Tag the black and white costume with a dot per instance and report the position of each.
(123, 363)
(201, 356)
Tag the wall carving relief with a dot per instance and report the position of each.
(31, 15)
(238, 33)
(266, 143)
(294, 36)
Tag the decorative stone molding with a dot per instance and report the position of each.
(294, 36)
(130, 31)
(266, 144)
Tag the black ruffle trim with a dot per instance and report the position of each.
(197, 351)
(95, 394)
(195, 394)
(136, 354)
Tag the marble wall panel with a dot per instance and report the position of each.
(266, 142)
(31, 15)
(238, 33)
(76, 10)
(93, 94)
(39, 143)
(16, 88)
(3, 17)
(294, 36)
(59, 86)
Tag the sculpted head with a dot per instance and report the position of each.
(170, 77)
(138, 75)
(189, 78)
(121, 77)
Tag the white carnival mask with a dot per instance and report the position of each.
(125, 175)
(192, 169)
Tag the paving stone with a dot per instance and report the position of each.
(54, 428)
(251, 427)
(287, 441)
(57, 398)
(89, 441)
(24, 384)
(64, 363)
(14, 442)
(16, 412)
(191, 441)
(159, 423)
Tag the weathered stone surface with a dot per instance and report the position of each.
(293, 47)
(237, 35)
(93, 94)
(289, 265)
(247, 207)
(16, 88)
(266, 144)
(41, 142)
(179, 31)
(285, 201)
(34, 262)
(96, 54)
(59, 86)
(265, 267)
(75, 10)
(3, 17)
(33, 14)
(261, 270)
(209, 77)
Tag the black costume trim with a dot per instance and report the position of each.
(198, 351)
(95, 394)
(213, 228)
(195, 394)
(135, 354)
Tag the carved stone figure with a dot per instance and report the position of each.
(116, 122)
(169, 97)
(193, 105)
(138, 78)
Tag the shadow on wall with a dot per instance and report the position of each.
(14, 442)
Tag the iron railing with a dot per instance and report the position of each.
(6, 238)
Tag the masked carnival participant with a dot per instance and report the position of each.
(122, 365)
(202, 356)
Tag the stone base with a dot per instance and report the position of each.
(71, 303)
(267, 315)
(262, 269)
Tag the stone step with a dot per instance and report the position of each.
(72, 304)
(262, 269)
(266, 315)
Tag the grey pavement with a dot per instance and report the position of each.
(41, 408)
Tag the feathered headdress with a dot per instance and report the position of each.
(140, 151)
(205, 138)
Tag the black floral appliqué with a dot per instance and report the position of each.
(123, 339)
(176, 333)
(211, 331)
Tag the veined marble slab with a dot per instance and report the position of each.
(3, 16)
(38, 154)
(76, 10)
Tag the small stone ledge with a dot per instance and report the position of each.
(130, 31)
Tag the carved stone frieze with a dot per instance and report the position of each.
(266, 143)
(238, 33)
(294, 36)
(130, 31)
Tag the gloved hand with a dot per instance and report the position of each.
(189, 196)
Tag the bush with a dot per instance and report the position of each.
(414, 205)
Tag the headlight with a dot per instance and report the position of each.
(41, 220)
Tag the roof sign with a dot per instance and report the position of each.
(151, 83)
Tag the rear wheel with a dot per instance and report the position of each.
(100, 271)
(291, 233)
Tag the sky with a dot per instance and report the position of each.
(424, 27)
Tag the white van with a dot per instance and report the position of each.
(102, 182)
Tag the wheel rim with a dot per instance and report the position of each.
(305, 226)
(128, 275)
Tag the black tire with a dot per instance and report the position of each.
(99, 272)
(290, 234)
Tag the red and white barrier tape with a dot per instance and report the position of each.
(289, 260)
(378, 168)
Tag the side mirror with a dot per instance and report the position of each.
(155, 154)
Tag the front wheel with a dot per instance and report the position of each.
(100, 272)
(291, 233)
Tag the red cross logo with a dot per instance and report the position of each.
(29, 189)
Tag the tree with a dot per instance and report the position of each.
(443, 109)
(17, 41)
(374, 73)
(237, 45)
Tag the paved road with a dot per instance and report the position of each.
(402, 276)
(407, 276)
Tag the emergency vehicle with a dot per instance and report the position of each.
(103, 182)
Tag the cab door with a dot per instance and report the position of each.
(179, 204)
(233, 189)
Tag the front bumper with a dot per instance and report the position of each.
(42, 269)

----------

Aim of the exercise
Rewrite all the records above as a numbered list, leaving out any blank lines.

Written response
1. Tag the black and white costume with a dot per instance and report the position of each.
2. (123, 363)
3. (201, 356)
4. Tag the wall carving relief with a dot per instance and report the position of each.
5. (31, 15)
6. (238, 33)
7. (266, 143)
8. (294, 36)
9. Tag the decorative stone molding with a dot per instance and report the position of each.
10. (294, 36)
11. (130, 31)
12. (266, 144)
13. Tag the black ruffle trim with a dot per instance and report the position of each.
14. (197, 351)
15. (95, 394)
16. (195, 394)
17. (136, 354)
18. Tag the marble wall panel with a dot per instance and report the position of each.
19. (266, 142)
20. (31, 15)
21. (238, 33)
22. (76, 10)
23. (93, 94)
24. (39, 143)
25. (16, 88)
26. (3, 17)
27. (294, 36)
28. (59, 86)
29. Tag the sculpted head with a dot per instance and report the position of each.
30. (170, 77)
31. (138, 75)
32. (189, 78)
33. (121, 77)
34. Tag the white carnival mask with a dot per instance and report the position of each.
35. (125, 175)
36. (192, 169)
37. Tag the paving stone with a dot per instance and report the position of each.
38. (54, 428)
39. (251, 427)
40. (287, 441)
41. (57, 398)
42. (89, 441)
43. (24, 384)
44. (64, 363)
45. (14, 442)
46. (16, 412)
47. (191, 441)
48. (159, 423)
49. Tag the weathered stone surface with a dot per instance and report the position of each.
50. (293, 47)
51. (237, 35)
52. (93, 94)
53. (289, 265)
54. (247, 207)
55. (16, 88)
56. (266, 144)
57. (41, 142)
58. (179, 31)
59. (285, 201)
60. (34, 262)
61. (96, 54)
62. (59, 86)
63. (265, 267)
64. (75, 10)
65. (3, 17)
66. (33, 14)
67. (261, 270)
68. (209, 77)
69. Tag the black costume trim with a dot per instance and report the position of each.
70. (198, 351)
71. (95, 394)
72. (213, 228)
73. (195, 394)
74. (135, 354)
75. Tag the carved stone figure with a dot per instance and report the position of each.
76. (116, 122)
77. (169, 97)
78. (193, 105)
79. (138, 78)
80. Tag the shadow on wall with a dot per instance and report the position of each.
81. (14, 442)
82. Tag the iron railing with a dot per instance and report the position of each.
83. (6, 238)
84. Tag the masked carnival participant with a dot per instance and report the position of each.
85. (122, 365)
86. (202, 356)
87. Tag the stone base with a dot per instance and report the position of each.
88. (71, 303)
89. (267, 315)
90. (262, 269)
91. Tag the stone step with a dot per instance and report the position of each.
92. (72, 304)
93. (262, 269)
94. (266, 315)
95. Tag the grey pavement with a dot per instance and report the position of each.
96. (41, 408)
97. Tag the feathered headdress with a dot per instance and report the position of each.
98. (140, 151)
99. (205, 138)
100. Tag the black floral appliqué with a dot per instance and report the position of each.
101. (123, 339)
102. (176, 333)
103. (211, 331)
104. Tag the veined marble slab with a dot per instance and report the position of each.
105. (3, 16)
106. (38, 154)
107. (76, 10)
108. Tag the small stone ledge with a dot per instance and report the position of each.
109. (130, 31)
110. Tag the carved stone frieze with a dot per instance and report the position of each.
111. (266, 143)
112. (238, 33)
113. (294, 36)
114. (130, 31)
115. Tag the gloved hand with a dot per instance and report the position of each.
116. (189, 196)
117. Tag the bush with a dot per instance and report the position of each.
118. (414, 205)
119. Tag the headlight with a dot per instance and report the position of each.
120. (41, 220)
121. Tag the roof sign with a dot per instance and report the position of each.
122. (151, 83)
123. Tag the rear wheel with a dot per instance and report the position of each.
124. (100, 271)
125. (291, 233)
126. Tag the sky with a dot per instance and report the position of each.
127. (424, 27)
128. Tag the white van with a dot per instance and report the position of each.
129. (102, 182)
130. Tag the wheel rim with a dot per instance and report the position of each.
131. (305, 226)
132. (128, 275)
133. Tag the black tire with a dot per instance and report the position of each.
134. (99, 272)
135. (290, 234)
136. Tag the red and white barrier tape with a dot per instance and report the position of each.
137. (289, 260)
138. (378, 168)
139. Tag the side mirror with a dot per instance and report the position of each.
140. (155, 154)
141. Tag the front wheel with a dot per instance and report the position of each.
142. (100, 272)
143. (291, 233)
144. Tag the red cross logo with a dot per instance and report the position of each.
145. (29, 189)
146. Tag the tree with a dot per instance and report the position of each.
147. (443, 109)
148. (17, 41)
149. (374, 73)
150. (237, 45)
151. Tag the paved road with a dot per instance and report the position of each.
152. (402, 276)
153. (407, 276)
154. Tag the emergency vehicle with a dot per instance and report the position of each.
155. (103, 182)
156. Tag the cab door with a dot per instance and report the position of each.
157. (179, 204)
158. (233, 189)
159. Tag the front bumper with a dot per instance and report the position of each.
160. (42, 269)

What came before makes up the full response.